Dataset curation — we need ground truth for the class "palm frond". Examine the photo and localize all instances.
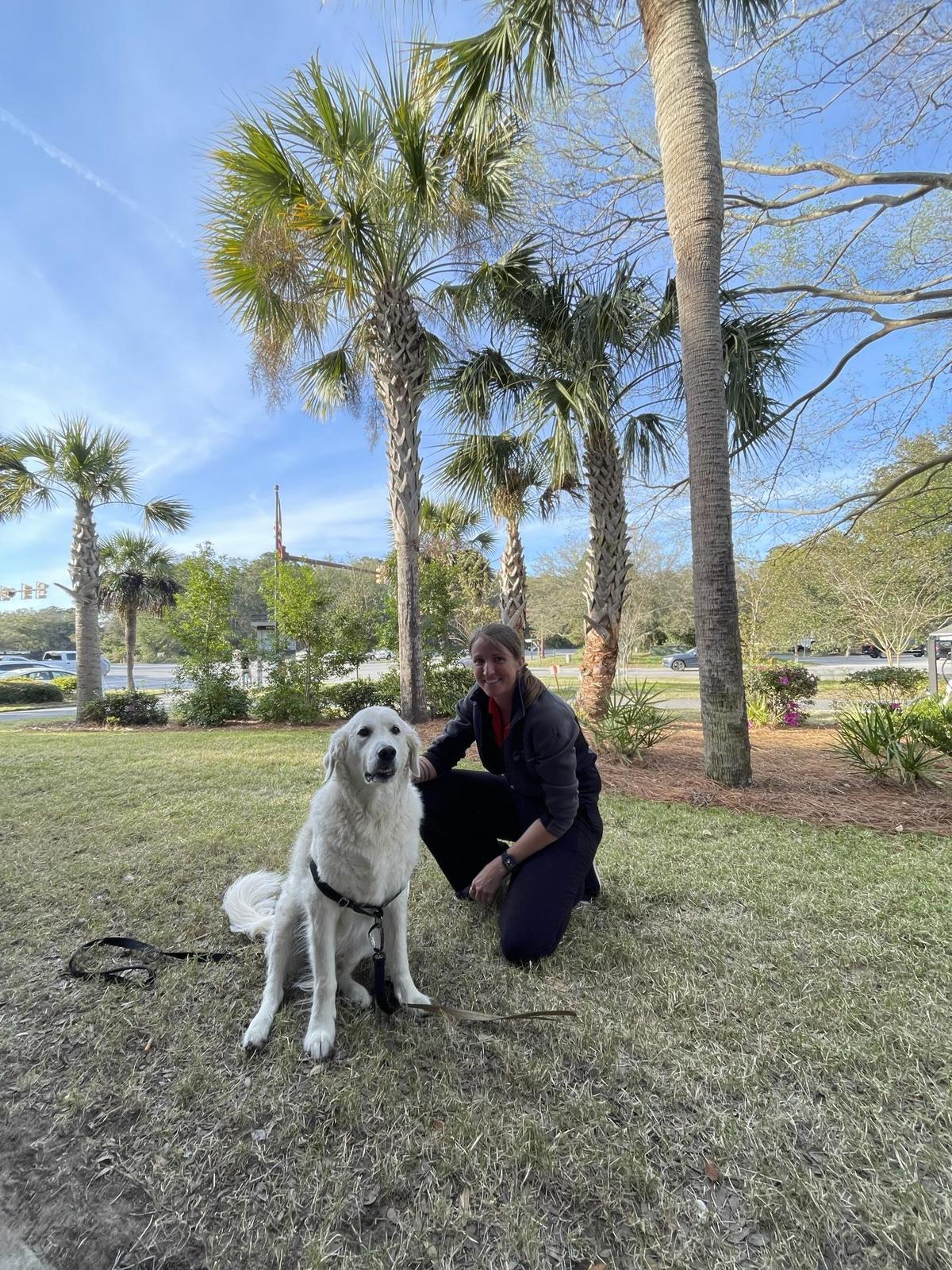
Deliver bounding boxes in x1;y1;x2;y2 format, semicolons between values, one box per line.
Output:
297;345;367;419
142;498;192;533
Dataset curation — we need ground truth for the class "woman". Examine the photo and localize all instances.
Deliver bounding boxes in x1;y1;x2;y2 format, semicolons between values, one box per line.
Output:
420;622;601;963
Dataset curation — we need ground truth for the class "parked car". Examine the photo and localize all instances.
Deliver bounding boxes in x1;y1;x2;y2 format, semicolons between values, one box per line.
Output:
43;648;112;675
859;643;925;659
0;662;71;681
662;648;698;671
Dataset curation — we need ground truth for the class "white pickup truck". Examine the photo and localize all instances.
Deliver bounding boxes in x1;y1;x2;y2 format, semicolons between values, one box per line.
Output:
43;648;112;675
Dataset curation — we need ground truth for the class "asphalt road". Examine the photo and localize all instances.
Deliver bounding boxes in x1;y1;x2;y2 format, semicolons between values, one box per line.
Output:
0;652;927;722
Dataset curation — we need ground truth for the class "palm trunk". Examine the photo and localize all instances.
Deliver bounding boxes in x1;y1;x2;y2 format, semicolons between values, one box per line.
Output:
70;498;103;719
370;284;428;722
639;0;750;785
575;427;628;720
499;517;527;635
125;608;138;692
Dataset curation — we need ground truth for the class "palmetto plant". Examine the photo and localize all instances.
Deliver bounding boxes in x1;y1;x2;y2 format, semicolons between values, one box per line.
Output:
0;417;190;715
443;0;783;785
420;498;493;556
99;531;182;692
438;432;578;635
208;46;519;720
438;243;670;719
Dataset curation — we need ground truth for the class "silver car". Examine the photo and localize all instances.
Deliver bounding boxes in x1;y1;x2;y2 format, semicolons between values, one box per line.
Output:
662;648;698;671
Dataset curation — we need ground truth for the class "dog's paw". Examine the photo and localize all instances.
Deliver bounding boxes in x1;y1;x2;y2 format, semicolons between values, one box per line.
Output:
393;983;432;1006
338;979;373;1010
305;1027;334;1063
241;1014;271;1049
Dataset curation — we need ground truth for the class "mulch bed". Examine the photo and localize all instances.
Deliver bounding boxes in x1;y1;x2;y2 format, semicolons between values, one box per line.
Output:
29;719;952;834
417;722;952;834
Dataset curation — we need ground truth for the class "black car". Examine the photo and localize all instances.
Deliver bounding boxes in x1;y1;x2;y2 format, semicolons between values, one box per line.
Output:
859;643;925;658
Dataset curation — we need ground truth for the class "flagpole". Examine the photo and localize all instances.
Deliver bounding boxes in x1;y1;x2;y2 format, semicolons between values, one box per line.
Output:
274;485;284;662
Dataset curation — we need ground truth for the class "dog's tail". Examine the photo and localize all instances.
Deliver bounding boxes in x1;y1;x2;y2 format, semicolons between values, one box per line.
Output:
221;868;284;938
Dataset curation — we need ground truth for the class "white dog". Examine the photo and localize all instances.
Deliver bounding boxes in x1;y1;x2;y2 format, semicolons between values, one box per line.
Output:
222;706;429;1060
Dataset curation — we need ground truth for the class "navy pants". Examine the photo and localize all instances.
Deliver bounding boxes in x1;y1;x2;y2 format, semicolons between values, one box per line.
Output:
419;770;601;963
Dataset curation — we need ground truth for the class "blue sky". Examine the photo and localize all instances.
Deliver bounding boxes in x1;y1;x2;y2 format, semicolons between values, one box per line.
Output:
0;0;593;603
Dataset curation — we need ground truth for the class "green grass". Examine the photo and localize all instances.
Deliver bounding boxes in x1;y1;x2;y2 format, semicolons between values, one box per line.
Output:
0;729;952;1270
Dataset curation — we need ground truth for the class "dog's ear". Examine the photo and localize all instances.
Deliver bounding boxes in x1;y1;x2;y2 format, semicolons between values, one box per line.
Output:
324;728;347;779
406;728;420;781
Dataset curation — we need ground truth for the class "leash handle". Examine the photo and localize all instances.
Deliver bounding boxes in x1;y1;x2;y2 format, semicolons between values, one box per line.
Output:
66;935;235;988
406;1001;579;1024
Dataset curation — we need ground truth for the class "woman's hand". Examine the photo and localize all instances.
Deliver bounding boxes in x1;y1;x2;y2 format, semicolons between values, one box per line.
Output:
414;758;436;785
470;856;506;904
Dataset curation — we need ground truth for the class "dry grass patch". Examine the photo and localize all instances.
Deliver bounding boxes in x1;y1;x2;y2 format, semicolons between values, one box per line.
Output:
0;730;952;1270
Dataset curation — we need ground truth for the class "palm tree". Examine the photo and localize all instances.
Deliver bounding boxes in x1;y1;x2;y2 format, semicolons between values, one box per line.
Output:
209;46;519;722
444;0;783;785
99;529;182;692
420;498;493;557
438;432;578;635
440;250;670;719
0;415;190;716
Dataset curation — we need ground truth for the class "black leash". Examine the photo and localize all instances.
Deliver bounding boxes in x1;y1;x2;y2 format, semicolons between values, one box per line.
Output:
66;935;235;988
307;856;406;1014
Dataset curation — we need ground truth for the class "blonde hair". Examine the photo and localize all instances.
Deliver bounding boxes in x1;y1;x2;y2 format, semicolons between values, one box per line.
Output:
470;622;548;710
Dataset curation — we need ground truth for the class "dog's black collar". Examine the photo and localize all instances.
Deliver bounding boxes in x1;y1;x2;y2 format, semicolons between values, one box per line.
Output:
307;856;406;919
307;856;406;1014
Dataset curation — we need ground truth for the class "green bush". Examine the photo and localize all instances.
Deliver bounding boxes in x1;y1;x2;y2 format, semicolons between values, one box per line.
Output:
426;664;474;719
0;679;62;706
744;662;820;728
836;665;929;706
251;679;322;722
905;697;952;756
324;675;390;719
834;705;943;786
173;669;250;728
78;692;169;728
592;679;675;762
373;669;400;710
747;688;774;728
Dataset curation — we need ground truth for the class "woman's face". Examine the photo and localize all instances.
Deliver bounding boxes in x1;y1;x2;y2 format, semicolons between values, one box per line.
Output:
470;635;525;701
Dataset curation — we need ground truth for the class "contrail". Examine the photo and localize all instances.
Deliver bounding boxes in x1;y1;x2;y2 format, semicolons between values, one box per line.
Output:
0;106;194;256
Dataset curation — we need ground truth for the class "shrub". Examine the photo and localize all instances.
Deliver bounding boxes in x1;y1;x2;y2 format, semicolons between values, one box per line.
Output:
838;665;929;706
324;675;390;719
592;679;675;762
78;692;169;728
834;705;942;786
426;663;474;718
373;669;400;710
251;679;321;722
744;662;820;728
0;679;62;706
747;688;773;728
173;668;250;728
905;697;952;756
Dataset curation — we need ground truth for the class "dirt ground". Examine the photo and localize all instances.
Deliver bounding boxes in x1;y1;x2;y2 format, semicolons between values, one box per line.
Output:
419;722;952;834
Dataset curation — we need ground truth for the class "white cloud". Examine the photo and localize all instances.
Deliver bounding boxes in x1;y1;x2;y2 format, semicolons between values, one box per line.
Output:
0;106;195;256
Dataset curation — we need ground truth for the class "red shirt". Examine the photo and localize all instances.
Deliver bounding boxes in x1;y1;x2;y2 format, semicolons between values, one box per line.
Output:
489;697;509;749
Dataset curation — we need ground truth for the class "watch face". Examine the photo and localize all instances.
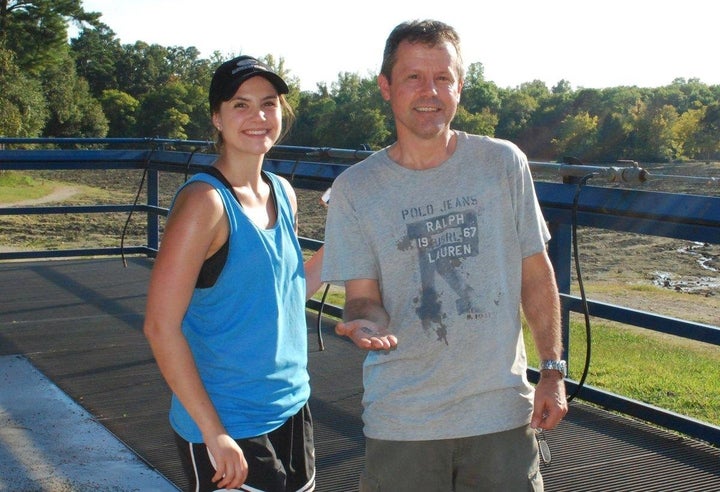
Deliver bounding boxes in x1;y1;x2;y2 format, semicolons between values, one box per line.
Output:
540;360;567;376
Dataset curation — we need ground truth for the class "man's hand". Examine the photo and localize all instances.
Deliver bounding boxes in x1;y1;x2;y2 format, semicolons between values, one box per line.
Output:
530;371;568;430
335;319;397;350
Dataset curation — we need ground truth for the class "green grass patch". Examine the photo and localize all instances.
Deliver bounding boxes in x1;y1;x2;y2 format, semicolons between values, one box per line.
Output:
0;171;54;203
525;321;720;425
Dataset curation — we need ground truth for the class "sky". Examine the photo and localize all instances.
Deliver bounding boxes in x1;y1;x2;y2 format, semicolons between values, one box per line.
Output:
76;0;720;91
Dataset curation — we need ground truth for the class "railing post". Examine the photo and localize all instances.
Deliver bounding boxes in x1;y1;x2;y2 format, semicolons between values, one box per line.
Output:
147;168;160;257
548;222;572;365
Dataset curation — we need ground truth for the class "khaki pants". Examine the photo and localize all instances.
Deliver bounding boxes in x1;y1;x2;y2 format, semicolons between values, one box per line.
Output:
360;426;543;492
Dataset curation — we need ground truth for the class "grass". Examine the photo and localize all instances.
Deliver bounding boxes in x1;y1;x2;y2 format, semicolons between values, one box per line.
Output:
314;280;720;425
0;171;720;425
525;319;720;425
0;171;55;203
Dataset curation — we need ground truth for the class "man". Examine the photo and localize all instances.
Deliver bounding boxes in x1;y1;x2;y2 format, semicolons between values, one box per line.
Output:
323;21;567;492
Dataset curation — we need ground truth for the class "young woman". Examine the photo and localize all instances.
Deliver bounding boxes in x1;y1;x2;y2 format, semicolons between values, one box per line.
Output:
144;56;323;492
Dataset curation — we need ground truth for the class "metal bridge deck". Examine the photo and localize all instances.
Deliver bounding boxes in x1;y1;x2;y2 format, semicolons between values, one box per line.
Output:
0;258;720;492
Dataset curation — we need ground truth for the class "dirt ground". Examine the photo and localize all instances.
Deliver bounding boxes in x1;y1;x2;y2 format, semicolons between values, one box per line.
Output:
0;162;720;325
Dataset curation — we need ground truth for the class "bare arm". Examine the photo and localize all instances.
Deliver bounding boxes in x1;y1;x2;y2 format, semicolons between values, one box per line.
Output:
143;184;247;488
522;251;568;429
305;246;325;299
335;279;398;350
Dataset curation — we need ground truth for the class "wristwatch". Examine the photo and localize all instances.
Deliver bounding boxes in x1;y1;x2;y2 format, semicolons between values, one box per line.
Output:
540;360;567;378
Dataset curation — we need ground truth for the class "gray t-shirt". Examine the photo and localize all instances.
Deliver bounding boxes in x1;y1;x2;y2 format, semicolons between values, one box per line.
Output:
323;132;550;441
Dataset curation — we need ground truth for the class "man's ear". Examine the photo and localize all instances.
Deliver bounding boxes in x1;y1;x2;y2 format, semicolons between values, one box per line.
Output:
378;74;390;101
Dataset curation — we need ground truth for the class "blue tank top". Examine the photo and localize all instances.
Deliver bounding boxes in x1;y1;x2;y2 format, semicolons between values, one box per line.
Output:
170;173;310;442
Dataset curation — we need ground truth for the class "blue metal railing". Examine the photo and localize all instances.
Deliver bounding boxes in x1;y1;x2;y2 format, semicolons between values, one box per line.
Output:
0;139;720;446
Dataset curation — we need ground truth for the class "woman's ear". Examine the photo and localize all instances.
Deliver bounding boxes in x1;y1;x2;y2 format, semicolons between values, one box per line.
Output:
212;113;222;132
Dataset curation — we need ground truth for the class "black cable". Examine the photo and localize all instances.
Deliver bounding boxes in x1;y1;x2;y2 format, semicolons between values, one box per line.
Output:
317;284;330;352
120;147;155;268
567;173;597;403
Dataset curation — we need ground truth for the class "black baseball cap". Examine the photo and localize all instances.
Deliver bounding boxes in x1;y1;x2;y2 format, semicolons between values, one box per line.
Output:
209;55;289;111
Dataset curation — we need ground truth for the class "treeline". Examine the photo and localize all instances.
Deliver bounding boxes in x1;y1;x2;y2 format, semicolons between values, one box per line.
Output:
0;0;720;162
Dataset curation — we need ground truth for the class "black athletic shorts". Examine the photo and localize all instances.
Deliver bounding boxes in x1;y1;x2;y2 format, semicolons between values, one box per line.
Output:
175;404;315;492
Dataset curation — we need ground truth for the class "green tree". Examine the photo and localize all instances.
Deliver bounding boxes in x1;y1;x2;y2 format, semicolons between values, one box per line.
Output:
695;102;720;161
100;89;140;138
0;0;100;76
452;106;498;137
42;53;108;137
136;81;191;139
70;24;123;97
552;112;598;161
0;47;48;137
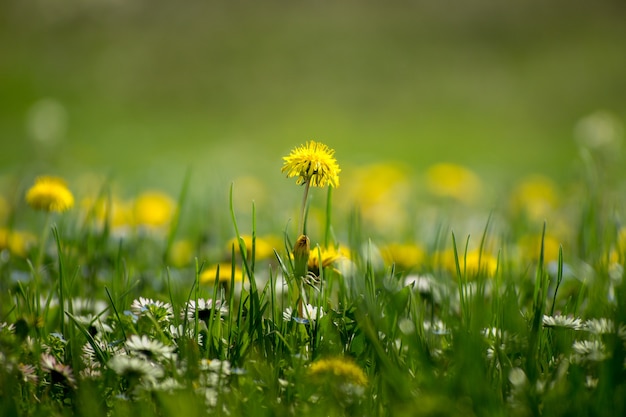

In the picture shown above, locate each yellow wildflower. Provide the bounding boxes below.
[133,191,176,227]
[281,140,341,187]
[0,229,37,258]
[519,235,561,262]
[168,239,194,268]
[308,358,367,387]
[26,176,74,212]
[511,175,559,221]
[308,242,346,275]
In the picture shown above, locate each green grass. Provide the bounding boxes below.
[0,1,626,417]
[0,131,626,416]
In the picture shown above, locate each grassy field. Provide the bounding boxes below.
[0,0,626,417]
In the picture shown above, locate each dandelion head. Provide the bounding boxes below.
[133,191,176,227]
[0,228,37,258]
[281,140,341,188]
[26,176,74,212]
[426,163,482,203]
[308,247,347,275]
[308,358,367,387]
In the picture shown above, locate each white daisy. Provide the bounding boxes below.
[130,297,174,322]
[107,355,164,381]
[583,318,615,335]
[40,353,76,388]
[181,298,228,321]
[542,314,583,330]
[125,334,176,360]
[283,304,324,324]
[572,340,607,362]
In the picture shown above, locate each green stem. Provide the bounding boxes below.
[298,181,311,236]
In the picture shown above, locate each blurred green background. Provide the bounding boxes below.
[0,0,626,196]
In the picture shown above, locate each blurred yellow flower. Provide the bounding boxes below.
[434,249,498,279]
[307,242,348,275]
[519,234,561,262]
[511,175,559,221]
[381,243,426,268]
[337,162,411,235]
[0,195,10,221]
[168,239,194,268]
[26,176,74,212]
[426,163,482,203]
[281,140,341,187]
[0,229,37,258]
[133,191,176,227]
[200,262,243,285]
[308,358,367,387]
[81,197,133,230]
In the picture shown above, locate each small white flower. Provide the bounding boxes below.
[572,340,607,362]
[283,304,324,324]
[107,355,163,381]
[542,314,583,330]
[126,335,175,360]
[583,318,615,335]
[130,297,174,322]
[181,298,228,321]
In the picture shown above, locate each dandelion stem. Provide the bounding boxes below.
[298,180,311,236]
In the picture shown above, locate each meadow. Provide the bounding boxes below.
[0,0,626,417]
[0,132,626,416]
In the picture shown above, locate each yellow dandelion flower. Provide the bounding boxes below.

▬▬▬

> **Prompt**
Reproduce the items verbatim, from the first line up to and including the line with "142;498;192;533", and leave the pictures out.

> **Result**
Dataset curation — we need ground truth for the class "palm frond". Examine the photo and localize all instances.
Deliver bounding boxes in x1;y1;x2;y2 format, semicolons between values, one box per line.
Output:
297;345;367;419
142;498;192;533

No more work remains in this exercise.